→ ОТРЫВОК ДЛЯ ЧТЕНИЯ:
════════════════

На уроке в школе обычно, конечно, диктатура учителя…

 

- Будут ли на «Букве» диктанты?

 

(смеется) Можно разобраться, чего обычно боятся дети в школе. Они боятся ошибок. Можно играть в ошибки. Или если у ребенка странный с нашей точки зрения ход мыслей, можно не просто пытаться его зачеркнуть, а все-таки разобраться, какой именно за ход мысли его привел к этому так называемому «неправильному» умозаключению.

 

Ну и потом, если говорить дисциплине, понятное дело, что на уроке есть источник дисциплины – это так называемый «учитель»,  диктатор. Но можно попытаться показать детям, что это тоже игра, которую придумывает общество, и что могут быть, действительно, разные режимы и законы. Можно для этого устраивать работу в группах. Можно вместе с детьми делать задания.

 

- Может быть, кто-то из родителей хочет понять, а для чего это ребенку?

 

- Школа –  это, во-первых, место неизбежного насилия. А во-вторых, это место, где некие истины вдруг появляются, вдруг вторгаются в жизнь ребенка, как некие правила, которые он должен исполнять, чтобы получить правильный результат и правильную, то есть хорошую, оценку. Но понятно, что это все равно фикция, и дети подросткового возраста начинают это понимать и относятся к этому кто-то с агрессией, кто-то с иронией, а кто-то эту фикцию поддерживает. Но можно постараться с самого начала сместить точку восприятия ребенка и  показать ему, что можно более подвижно относится ко всем этим установкам. Показать, что знание – это не что-то, что  возникает как скрижаль, а то, что может вместе вырабатываться в ходе исследований, в ходе практики, и что можно исследовать те объекты, которые возникают обычно в качестве данностей, те же буквы, цифры и так далее.

 

- Чтобы ребенок перешел от позиции реципиента к более активной?

 

- Да, можно и так сказать.

 

- Школа, когда ты в нее поступаешь, требует умения отвечать неким стандартам: досчитать до десяти и обратно, рассказать, прочитать, и так далее. Существует тестирования, и понятно, что это социальное требование, на которое детям, скорее всего, надо будет отвечать.

 

- Я думаю это, конечно, важно, но не думаю, что это должно быть единственной целью всего процесса. Я не думаю, что во главе угла должно стоять умение досчитать до десяти или сдать ЕГЭ на сколько-то баллов, как это делают сейчас в школе.

 

- Можно, наверное, к этому результату прийти разными путями?

════════════════

→ СОХРАНЁННЫЕ ЗАПИСИ:
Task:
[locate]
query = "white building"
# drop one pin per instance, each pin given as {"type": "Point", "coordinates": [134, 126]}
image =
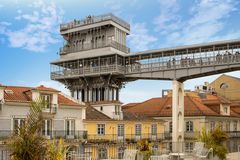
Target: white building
{"type": "Point", "coordinates": [63, 116]}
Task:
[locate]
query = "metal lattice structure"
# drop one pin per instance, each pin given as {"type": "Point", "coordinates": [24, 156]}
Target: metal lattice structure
{"type": "Point", "coordinates": [95, 63]}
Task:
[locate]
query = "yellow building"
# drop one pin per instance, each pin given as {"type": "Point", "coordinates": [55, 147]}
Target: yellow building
{"type": "Point", "coordinates": [227, 86]}
{"type": "Point", "coordinates": [107, 137]}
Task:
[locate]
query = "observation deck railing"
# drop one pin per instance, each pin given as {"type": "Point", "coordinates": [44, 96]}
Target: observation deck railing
{"type": "Point", "coordinates": [94, 19]}
{"type": "Point", "coordinates": [88, 46]}
{"type": "Point", "coordinates": [139, 67]}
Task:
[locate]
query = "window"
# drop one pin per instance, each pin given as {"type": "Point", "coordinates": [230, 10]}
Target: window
{"type": "Point", "coordinates": [220, 125]}
{"type": "Point", "coordinates": [138, 129]}
{"type": "Point", "coordinates": [121, 130]}
{"type": "Point", "coordinates": [47, 127]}
{"type": "Point", "coordinates": [154, 129]}
{"type": "Point", "coordinates": [235, 126]}
{"type": "Point", "coordinates": [227, 126]}
{"type": "Point", "coordinates": [102, 153]}
{"type": "Point", "coordinates": [225, 109]}
{"type": "Point", "coordinates": [224, 86]}
{"type": "Point", "coordinates": [212, 126]}
{"type": "Point", "coordinates": [189, 126]}
{"type": "Point", "coordinates": [101, 129]}
{"type": "Point", "coordinates": [120, 152]}
{"type": "Point", "coordinates": [70, 127]}
{"type": "Point", "coordinates": [170, 127]}
{"type": "Point", "coordinates": [117, 110]}
{"type": "Point", "coordinates": [47, 100]}
{"type": "Point", "coordinates": [188, 147]}
{"type": "Point", "coordinates": [17, 124]}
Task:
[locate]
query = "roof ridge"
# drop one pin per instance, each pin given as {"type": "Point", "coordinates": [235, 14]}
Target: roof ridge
{"type": "Point", "coordinates": [98, 111]}
{"type": "Point", "coordinates": [71, 98]}
{"type": "Point", "coordinates": [201, 104]}
{"type": "Point", "coordinates": [166, 99]}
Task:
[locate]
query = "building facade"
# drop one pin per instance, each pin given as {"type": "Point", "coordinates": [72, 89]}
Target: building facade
{"type": "Point", "coordinates": [63, 116]}
{"type": "Point", "coordinates": [227, 86]}
{"type": "Point", "coordinates": [202, 110]}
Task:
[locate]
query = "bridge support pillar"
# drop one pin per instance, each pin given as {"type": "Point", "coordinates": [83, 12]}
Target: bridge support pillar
{"type": "Point", "coordinates": [178, 116]}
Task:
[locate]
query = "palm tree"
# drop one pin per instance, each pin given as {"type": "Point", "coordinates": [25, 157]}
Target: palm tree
{"type": "Point", "coordinates": [28, 143]}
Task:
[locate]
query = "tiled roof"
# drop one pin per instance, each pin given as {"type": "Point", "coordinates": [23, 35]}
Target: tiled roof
{"type": "Point", "coordinates": [23, 94]}
{"type": "Point", "coordinates": [193, 106]}
{"type": "Point", "coordinates": [93, 114]}
{"type": "Point", "coordinates": [129, 105]}
{"type": "Point", "coordinates": [43, 88]}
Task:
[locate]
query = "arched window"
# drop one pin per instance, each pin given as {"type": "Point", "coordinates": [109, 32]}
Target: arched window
{"type": "Point", "coordinates": [189, 126]}
{"type": "Point", "coordinates": [102, 153]}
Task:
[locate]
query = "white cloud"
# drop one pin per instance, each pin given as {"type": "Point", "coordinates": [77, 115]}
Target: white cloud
{"type": "Point", "coordinates": [41, 29]}
{"type": "Point", "coordinates": [207, 20]}
{"type": "Point", "coordinates": [140, 39]}
{"type": "Point", "coordinates": [168, 10]}
{"type": "Point", "coordinates": [55, 85]}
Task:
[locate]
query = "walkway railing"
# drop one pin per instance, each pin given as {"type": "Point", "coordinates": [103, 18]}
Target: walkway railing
{"type": "Point", "coordinates": [88, 46]}
{"type": "Point", "coordinates": [59, 71]}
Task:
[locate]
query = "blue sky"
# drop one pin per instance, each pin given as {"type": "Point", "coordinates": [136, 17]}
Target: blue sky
{"type": "Point", "coordinates": [29, 34]}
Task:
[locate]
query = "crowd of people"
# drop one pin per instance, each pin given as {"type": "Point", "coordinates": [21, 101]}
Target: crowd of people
{"type": "Point", "coordinates": [227, 57]}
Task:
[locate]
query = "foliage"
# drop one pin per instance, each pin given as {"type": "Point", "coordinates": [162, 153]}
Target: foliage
{"type": "Point", "coordinates": [27, 143]}
{"type": "Point", "coordinates": [144, 147]}
{"type": "Point", "coordinates": [57, 150]}
{"type": "Point", "coordinates": [215, 140]}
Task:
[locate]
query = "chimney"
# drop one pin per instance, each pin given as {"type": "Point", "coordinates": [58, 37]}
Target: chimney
{"type": "Point", "coordinates": [2, 92]}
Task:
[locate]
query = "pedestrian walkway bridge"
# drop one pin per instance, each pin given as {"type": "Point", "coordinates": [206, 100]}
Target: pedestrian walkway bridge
{"type": "Point", "coordinates": [180, 63]}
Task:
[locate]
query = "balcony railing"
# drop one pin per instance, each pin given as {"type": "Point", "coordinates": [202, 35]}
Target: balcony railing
{"type": "Point", "coordinates": [94, 19]}
{"type": "Point", "coordinates": [118, 115]}
{"type": "Point", "coordinates": [126, 137]}
{"type": "Point", "coordinates": [52, 109]}
{"type": "Point", "coordinates": [87, 46]}
{"type": "Point", "coordinates": [68, 73]}
{"type": "Point", "coordinates": [56, 134]}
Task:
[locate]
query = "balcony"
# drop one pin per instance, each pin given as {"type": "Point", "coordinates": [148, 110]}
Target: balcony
{"type": "Point", "coordinates": [51, 109]}
{"type": "Point", "coordinates": [71, 73]}
{"type": "Point", "coordinates": [118, 115]}
{"type": "Point", "coordinates": [94, 19]}
{"type": "Point", "coordinates": [88, 46]}
{"type": "Point", "coordinates": [55, 134]}
{"type": "Point", "coordinates": [124, 138]}
{"type": "Point", "coordinates": [187, 135]}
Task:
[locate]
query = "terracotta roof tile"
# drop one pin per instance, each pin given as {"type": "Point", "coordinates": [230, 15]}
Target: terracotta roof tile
{"type": "Point", "coordinates": [93, 114]}
{"type": "Point", "coordinates": [43, 88]}
{"type": "Point", "coordinates": [23, 94]}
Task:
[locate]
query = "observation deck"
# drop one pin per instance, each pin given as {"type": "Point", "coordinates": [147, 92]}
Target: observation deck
{"type": "Point", "coordinates": [179, 63]}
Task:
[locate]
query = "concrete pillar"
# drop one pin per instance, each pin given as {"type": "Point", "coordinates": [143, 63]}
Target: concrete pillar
{"type": "Point", "coordinates": [178, 116]}
{"type": "Point", "coordinates": [90, 94]}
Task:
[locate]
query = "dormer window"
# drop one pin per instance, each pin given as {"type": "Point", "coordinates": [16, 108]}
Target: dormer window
{"type": "Point", "coordinates": [47, 100]}
{"type": "Point", "coordinates": [224, 86]}
{"type": "Point", "coordinates": [225, 109]}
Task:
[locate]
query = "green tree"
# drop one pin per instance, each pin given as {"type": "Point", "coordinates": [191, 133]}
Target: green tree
{"type": "Point", "coordinates": [28, 143]}
{"type": "Point", "coordinates": [215, 140]}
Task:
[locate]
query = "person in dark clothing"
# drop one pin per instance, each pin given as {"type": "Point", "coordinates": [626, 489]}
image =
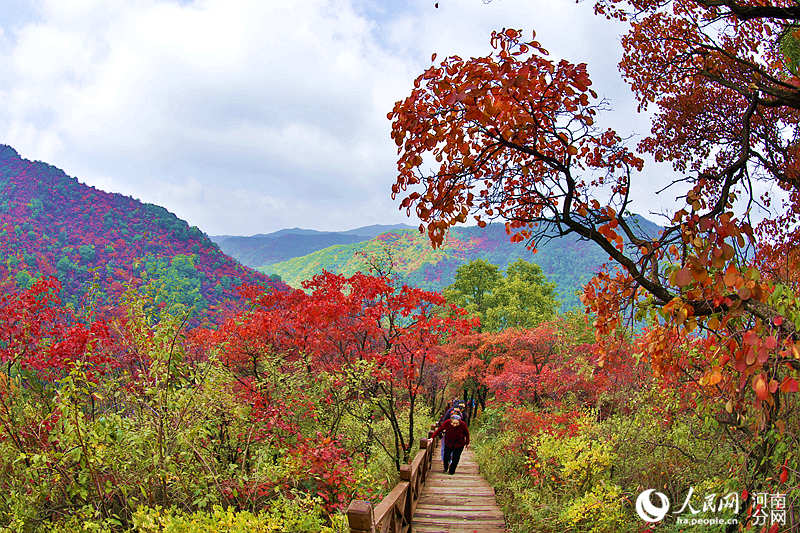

════════════════

→ ЗАДАНИЕ 1:
Ответьте по беседе о школе:
(a) Чего, как сказано в беседе, обычно боятся дети в школе?
(b) Кого беседа называет источником дисциплины на уроке?
(c) Что, по словам собеседника, не должно стоять во главе угла?
→ ЗАДАНИЕ 2:
Продолжите беседу о школе, начав сразу после последней реплики.
Список здесь не понадобится.

→ ОТВЕТ 1:
(a) Ошибок.
(b) Так называемого «учителя», диктатора.
(c) Умение досчитать до десяти или сдать ЕГЭ на сколько-то баллов.

→ ОТВЕТ 2:
- Да, действительно, к этому результату можно прийти, не ставя его в самом начале в центр всего, а в процессе изучения иных вещей. То есть, естественно, я буду как педагог следить за тем, чтобы дети не пребывали в полном непонимании того, что происходит, но не думаю, что муштра должна быть сутью происходящего. Образовательный может появляться скорее как «побочный эффект».

 

- А что, собственно, интересного в буквах и цифрах?

 

- Мы все живем, а потом вдруг появляются такие новые объекты, которыми мы начинаем очень активно пользоваться и пользуемся потом всю жизнь. Объекты, у которых своя большая история, которые долго изобретались людьми и которые имеют отношение к операции записи. Как я уже говорил, простые вещи оказываются сведены к каким-то совсем на них не похожим значкам. Это, на самом деле, интересно, исследовать с ребенком, как же такое произошло.

 

- Эти объекты меняют жизнь…

 

- Да.

 

- В психоанализе считается, что буквы имеют травматический эффект.

 

 - Да, я знаю.

 

- Можно спросить, встреча ребенка с буквой – это счастливая встреча?

 

- Ох, не знаю…

 

- Вы говорите о дисциплине, о диктате в школе, о том, к чему это все приводит. Будете ли Вы учить детей тому, что в обществе считается неистинным. И как Вы вообще относитесь к вопросу об истинности знания? Как вы будете относиться, если дети будут настаивать, что дважды два это пять?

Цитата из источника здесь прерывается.